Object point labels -

--*--

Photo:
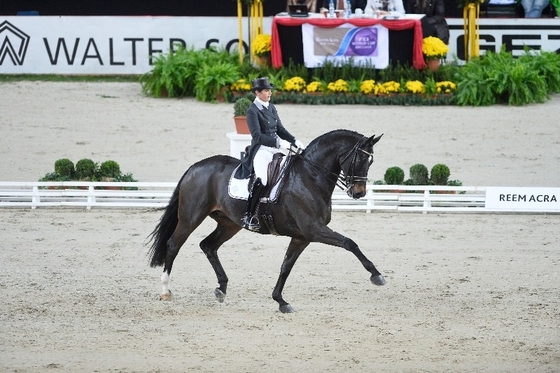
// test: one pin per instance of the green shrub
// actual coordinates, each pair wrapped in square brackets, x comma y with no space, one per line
[419,174]
[211,78]
[500,78]
[64,168]
[85,169]
[109,169]
[394,176]
[241,106]
[439,174]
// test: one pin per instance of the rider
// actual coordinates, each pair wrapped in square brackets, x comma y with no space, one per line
[268,136]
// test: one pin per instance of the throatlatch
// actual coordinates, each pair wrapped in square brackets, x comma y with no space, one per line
[250,219]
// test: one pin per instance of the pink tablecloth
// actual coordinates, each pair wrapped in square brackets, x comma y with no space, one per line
[399,24]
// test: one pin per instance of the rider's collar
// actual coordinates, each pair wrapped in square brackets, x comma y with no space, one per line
[260,103]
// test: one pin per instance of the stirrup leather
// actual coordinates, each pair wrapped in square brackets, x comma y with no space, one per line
[251,222]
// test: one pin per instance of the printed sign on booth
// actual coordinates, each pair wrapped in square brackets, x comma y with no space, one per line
[365,45]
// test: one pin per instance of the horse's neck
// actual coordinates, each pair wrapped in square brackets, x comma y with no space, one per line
[323,160]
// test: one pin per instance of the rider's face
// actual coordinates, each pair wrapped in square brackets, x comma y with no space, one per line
[264,94]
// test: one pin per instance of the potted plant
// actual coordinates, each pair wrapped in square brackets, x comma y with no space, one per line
[434,49]
[261,47]
[213,80]
[440,174]
[109,170]
[85,169]
[419,174]
[240,108]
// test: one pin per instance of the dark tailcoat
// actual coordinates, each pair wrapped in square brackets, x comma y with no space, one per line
[265,126]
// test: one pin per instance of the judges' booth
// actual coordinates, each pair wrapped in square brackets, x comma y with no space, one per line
[310,41]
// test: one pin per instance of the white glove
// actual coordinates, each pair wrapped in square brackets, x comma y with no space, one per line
[300,145]
[283,144]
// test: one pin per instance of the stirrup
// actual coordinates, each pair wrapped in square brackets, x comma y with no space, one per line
[250,223]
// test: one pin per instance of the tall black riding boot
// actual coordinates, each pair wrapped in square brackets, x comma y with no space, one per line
[250,221]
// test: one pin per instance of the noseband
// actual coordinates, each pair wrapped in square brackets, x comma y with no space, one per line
[348,179]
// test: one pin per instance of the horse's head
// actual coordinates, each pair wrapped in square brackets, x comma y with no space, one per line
[355,166]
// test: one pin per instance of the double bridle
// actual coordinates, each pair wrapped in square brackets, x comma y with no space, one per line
[345,180]
[348,179]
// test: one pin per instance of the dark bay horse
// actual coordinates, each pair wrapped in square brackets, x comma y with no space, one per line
[302,211]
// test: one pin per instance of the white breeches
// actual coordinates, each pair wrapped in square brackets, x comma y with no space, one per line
[262,159]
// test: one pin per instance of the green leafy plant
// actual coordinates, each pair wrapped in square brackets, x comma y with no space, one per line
[64,168]
[499,77]
[109,169]
[86,169]
[169,75]
[419,174]
[211,78]
[241,106]
[394,176]
[439,174]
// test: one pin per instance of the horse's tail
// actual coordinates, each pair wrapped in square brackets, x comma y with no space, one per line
[165,229]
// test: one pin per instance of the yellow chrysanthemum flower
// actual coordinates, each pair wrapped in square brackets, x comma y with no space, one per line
[262,45]
[241,85]
[295,84]
[339,86]
[415,86]
[314,87]
[367,86]
[446,87]
[434,48]
[389,87]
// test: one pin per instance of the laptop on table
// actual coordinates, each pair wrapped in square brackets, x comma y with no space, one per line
[298,11]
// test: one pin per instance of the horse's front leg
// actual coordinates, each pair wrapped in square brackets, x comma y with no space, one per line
[328,236]
[295,248]
[225,230]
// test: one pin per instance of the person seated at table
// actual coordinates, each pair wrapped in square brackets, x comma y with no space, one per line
[392,6]
[433,23]
[533,8]
[311,4]
[339,4]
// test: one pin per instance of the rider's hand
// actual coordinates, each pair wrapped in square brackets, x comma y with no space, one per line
[283,144]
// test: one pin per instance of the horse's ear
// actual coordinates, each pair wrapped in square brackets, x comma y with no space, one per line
[373,140]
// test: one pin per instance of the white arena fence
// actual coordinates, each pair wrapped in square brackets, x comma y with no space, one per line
[75,194]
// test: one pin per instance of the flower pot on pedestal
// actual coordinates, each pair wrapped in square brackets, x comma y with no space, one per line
[241,126]
[433,65]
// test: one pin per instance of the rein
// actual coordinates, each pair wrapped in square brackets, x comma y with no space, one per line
[342,181]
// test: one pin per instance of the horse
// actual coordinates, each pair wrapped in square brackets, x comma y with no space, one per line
[302,210]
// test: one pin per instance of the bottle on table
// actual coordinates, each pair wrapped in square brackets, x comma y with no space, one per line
[347,9]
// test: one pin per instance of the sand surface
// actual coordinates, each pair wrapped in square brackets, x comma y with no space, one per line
[464,292]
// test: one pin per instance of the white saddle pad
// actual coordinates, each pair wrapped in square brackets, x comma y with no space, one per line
[237,188]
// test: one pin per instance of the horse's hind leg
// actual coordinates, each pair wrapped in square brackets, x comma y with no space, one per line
[295,248]
[180,235]
[327,236]
[225,230]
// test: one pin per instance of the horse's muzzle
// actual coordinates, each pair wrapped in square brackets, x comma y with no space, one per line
[357,190]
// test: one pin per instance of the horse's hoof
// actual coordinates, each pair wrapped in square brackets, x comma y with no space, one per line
[220,295]
[378,280]
[286,309]
[165,296]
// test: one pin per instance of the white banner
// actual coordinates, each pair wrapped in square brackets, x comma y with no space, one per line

--*--

What the task asks -
Please rewrite everything from the line containing "white saddle pad" down to the last of these lines, swapping "pin" for "marker" and keeping all else unchanged.

Task result -
// test: one marker per instance of the white saddle pad
// actual coordinates, each pair wrapped in square brackets, x comma y with no space, one per line
[237,188]
// test: one marker per instance of the horse's hind leg
// actual coordinates, each pair wrapped in square brackets, x comma y with no space, one per line
[295,248]
[180,235]
[327,236]
[225,230]
// test: one marker per instance of the horse's muzzle
// actual coordinates, each pair wrapped in square brackets, x comma y with no space, one per line
[357,190]
// test: one marker per instance of the horse's hoof
// actual coordinates, each pair wrapped in square brackets, x comma y with no space, one per line
[220,295]
[378,280]
[286,309]
[165,296]
// test: one marker per instance of the white banner
// actual coordinates, each pair wrapped in square brackets, x comma y with no space, one per line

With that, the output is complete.